- _Instructions to follow_
Give the listing below again in full, exactly as written.
>> begin Data shown
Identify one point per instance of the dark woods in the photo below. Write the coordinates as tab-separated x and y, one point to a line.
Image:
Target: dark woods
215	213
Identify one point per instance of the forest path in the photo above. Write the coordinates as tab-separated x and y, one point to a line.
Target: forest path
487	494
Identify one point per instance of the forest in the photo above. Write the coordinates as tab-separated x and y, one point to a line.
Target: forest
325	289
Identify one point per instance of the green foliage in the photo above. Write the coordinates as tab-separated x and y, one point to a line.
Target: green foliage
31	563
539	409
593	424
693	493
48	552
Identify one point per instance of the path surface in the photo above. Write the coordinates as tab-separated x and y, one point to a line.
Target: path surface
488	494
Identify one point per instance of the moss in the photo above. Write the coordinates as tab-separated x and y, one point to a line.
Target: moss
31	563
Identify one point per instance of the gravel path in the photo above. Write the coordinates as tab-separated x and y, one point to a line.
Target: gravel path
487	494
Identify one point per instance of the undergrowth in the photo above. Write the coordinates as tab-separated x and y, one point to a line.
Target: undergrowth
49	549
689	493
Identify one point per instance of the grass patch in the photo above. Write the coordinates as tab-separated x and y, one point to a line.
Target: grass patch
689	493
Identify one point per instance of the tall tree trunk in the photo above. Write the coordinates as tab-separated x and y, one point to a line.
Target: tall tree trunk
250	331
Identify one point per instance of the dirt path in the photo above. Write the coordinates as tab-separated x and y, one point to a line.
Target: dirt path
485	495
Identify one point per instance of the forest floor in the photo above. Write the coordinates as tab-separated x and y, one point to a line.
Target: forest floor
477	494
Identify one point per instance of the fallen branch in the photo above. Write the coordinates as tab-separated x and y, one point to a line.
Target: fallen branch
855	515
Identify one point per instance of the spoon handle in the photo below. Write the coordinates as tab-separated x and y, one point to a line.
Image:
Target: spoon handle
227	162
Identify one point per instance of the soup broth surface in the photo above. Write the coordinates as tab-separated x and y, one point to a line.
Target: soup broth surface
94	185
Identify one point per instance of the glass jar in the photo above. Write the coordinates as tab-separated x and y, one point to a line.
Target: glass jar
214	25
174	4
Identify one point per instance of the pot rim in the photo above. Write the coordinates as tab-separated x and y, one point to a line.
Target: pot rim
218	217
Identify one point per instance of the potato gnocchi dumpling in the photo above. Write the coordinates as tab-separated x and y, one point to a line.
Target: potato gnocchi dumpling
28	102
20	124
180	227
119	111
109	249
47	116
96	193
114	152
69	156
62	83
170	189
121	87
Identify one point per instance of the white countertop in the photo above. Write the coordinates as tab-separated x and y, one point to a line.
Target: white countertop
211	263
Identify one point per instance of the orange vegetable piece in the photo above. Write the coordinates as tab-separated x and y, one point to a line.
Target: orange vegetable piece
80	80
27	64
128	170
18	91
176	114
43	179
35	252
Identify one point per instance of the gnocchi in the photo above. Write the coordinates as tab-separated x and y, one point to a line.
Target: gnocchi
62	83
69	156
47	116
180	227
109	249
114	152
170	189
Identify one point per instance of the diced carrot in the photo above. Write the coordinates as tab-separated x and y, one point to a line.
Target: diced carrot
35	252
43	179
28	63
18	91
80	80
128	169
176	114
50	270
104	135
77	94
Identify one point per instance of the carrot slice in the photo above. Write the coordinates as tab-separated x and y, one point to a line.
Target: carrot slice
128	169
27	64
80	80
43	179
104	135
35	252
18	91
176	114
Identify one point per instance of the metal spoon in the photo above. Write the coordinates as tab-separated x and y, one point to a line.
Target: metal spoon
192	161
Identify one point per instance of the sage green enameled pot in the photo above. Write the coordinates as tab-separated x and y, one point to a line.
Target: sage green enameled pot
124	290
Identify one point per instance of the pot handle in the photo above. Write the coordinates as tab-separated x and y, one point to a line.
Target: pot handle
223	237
>> end Data shown
- _Exercise answer_
Identify one point per instance of the dark woods in the photo below. Write the coordinates as tab-separated x and y, one point to a line.
Image:
Target: dark woods
215	213
Identify one point per instance of the forest path in the photo above. Write the coordinates as tab-separated x and y, one point to a line.
Target: forest path
487	494
Identify one point per instance of the forest in the photo above. Write the coordinates as tab-separated x and y, one point to a line.
Target: forest
325	289
Identify one point per instance of the green foliage in the photo above. Write the coordinates as tab-separated x and y, one point to a line.
Target: green foliage
31	563
539	409
593	424
693	493
48	552
Identify one point per instance of the path surface in the photo above. Write the coordinates as tab-separated x and y, one point to a line.
Target: path surface
488	494
Identify one point per instance of the moss in the photo above. Write the coordinates as tab-separated x and y, one point to a line.
Target: moss
31	563
Identify one point per instance of the gravel path in the photo above. Write the coordinates as tab-separated x and y, one point to a line.
Target: gravel path
487	494
Identify one point per instance of the undergrowth in the photo above. Write the coordinates as tab-separated x and y, one point to a line.
Target: undergrowth
49	549
689	493
Identify one point per instance of the grass patch in the photo above. Write the coordinates as tab-separated x and y, one point to a line.
Target: grass patch
689	493
Identify one point per instance of the tall tree trunk in the photo above. Write the coordinates as tab-separated x and y, one point to a line.
Target: tall tree trunk
250	331
Identify one point per instance of the dirt path in the photo above. Write the coordinates as tab-separated x and y, one point to a line.
Target: dirt path
485	495
Identify one point per instance of the forest floor in the photo above. Write the coordinates as tab-separated x and y, one point to a line.
Target: forest floor
477	494
Identify one point per instance of the fallen branch in the photo above. Write the coordinates as tab-separated x and y, one point to a line.
Target: fallen branch
855	515
Identify one point per instance of the spoon handle in the photo below. Write the coordinates as tab-separated x and y, one point to a line.
Image:
Target: spoon handle
227	162
Identify one point per instance of the soup broth surface in the photo above. Write the coordinates as tab-separated x and y, one point to a line.
Target: soup broth surface
94	185
Identify one point per instance of the glass jar in the photo above. Write the coordinates as tab-separated x and y, one point to a line.
Target: glass jar
214	25
174	4
Identify one point per instance of the pot rim in the photo above. Write the coordinates as tab-separated x and y, one point to a line.
Target: pot rim
218	217
Identify one point per instance of the potato gnocchi dumpling in the photo above. Write the coordinates as tab-separated x and y, one point to a line.
Target: potato gnocchi dumpling
28	102
20	124
180	227
119	111
109	249
47	116
96	193
114	152
69	156
62	83
170	189
121	87
Identify one point per instance of the white countertop in the photo above. Write the coordinates as tab-separated x and y, one point to a line.
Target: white countertop
211	263
Identify one point per instance of the orange vegetable piece in the photo above. Write the coordinates as tab-separated x and y, one point to a line.
Target: orange vegetable piece
80	80
27	64
128	170
18	91
176	114
43	179
35	252
Identify one point per instance of the gnocchi in the photo above. Write the coordinates as tab-separated x and y, one point to a line.
Target: gnocchi
62	83
69	156
47	116
180	227
109	249
114	152
170	189
Identify one point per instance of the diced carrot in the photo above. Write the coordinates as tab-separated x and y, one point to a line.
Target: diced carrot
35	252
43	179
28	63
18	91
80	80
128	169
176	114
50	270
104	135
77	94
Identify one point per instance of the carrot slice in the photo above. Write the coordinates as tab-separated x and y, one point to a line.
Target: carrot slice
128	169
27	64
80	80
43	179
104	135
35	252
18	91
176	114
Identify one point per instance of the metal spoon in the photo above. Write the coordinates as tab-separated x and y, one point to a line.
Target: metal spoon
192	161
Identify one point per instance of the sage green enameled pot in the photo above. Write the coordinates as tab-separated x and y, one point to a line.
Target: sage green enameled pot
124	290
Identify one point per instance of the pot handle in the photo above. Write the coordinates as tab-separated x and y, one point to a line.
Target: pot handle
223	237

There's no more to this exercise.